Set problem. Which lines of the listing below contain the string "gets", matching case exactly? Show each of those lines in full.

Stored data
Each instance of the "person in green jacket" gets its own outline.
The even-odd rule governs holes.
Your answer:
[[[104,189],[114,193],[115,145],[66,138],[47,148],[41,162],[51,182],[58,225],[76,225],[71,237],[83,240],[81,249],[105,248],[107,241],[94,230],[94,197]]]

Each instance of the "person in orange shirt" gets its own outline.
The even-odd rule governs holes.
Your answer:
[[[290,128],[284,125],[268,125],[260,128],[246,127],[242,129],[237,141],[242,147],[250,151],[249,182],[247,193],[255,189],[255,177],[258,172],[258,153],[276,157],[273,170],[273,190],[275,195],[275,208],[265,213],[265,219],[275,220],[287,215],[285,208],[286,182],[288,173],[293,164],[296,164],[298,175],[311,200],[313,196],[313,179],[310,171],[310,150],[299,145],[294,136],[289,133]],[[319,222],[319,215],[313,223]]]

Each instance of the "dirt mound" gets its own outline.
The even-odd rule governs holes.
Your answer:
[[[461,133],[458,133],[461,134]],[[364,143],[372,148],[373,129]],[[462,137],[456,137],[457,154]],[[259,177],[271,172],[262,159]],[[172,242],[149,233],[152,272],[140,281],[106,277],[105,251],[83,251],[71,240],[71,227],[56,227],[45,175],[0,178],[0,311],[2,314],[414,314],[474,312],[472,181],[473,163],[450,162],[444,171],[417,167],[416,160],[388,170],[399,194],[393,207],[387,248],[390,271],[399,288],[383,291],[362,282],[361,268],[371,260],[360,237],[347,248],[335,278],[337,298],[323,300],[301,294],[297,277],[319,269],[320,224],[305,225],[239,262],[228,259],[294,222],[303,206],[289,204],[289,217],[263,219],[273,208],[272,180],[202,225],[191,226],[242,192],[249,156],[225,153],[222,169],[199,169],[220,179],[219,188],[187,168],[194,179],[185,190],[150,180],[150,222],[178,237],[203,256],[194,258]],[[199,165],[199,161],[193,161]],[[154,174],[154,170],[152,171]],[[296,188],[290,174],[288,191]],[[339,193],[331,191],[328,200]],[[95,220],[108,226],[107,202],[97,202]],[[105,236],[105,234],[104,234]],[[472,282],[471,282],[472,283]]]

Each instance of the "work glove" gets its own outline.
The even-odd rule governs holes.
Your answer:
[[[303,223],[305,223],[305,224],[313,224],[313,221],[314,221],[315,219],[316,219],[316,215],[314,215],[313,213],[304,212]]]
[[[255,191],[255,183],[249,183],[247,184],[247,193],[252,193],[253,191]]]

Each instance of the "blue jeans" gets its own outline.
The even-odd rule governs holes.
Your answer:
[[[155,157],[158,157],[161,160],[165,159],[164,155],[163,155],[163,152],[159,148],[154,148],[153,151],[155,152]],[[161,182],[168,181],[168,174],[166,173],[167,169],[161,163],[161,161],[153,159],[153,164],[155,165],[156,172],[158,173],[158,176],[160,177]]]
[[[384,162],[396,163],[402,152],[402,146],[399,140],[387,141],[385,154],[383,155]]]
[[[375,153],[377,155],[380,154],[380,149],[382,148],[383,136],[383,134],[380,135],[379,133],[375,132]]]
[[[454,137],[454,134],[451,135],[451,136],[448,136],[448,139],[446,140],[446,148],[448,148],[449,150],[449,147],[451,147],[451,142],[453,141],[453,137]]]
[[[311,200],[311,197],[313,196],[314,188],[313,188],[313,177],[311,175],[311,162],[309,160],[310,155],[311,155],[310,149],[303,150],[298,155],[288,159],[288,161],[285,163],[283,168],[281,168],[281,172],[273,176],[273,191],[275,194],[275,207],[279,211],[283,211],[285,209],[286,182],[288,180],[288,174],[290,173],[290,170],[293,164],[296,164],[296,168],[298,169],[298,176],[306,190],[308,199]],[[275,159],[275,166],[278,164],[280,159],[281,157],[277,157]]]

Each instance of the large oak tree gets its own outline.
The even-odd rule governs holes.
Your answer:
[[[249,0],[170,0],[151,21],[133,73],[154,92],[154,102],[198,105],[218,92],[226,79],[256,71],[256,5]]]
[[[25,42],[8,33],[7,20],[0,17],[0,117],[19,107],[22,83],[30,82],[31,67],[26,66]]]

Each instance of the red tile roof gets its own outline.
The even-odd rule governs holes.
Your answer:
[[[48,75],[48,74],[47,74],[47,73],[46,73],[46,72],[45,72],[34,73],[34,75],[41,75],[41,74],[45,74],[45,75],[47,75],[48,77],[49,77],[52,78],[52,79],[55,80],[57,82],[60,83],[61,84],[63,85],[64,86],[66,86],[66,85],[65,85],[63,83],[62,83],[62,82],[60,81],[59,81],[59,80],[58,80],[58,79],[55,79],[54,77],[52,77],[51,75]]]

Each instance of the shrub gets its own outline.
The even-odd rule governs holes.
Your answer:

Task result.
Each instance of the "person in green jacket" gets its own outline.
Each instance of the "person in orange shirt" gets its own outline.
Each instance of the "dirt mound" gets its own outline.
Each instance of the "work glove" gets its own outline.
Each instance of the "blue jeans" gets its own outline.
Each instance of the large oak tree gets its own outline.
Each instance of the red tile roof gets its own outline.
Each instance of the shrub gets its own outline.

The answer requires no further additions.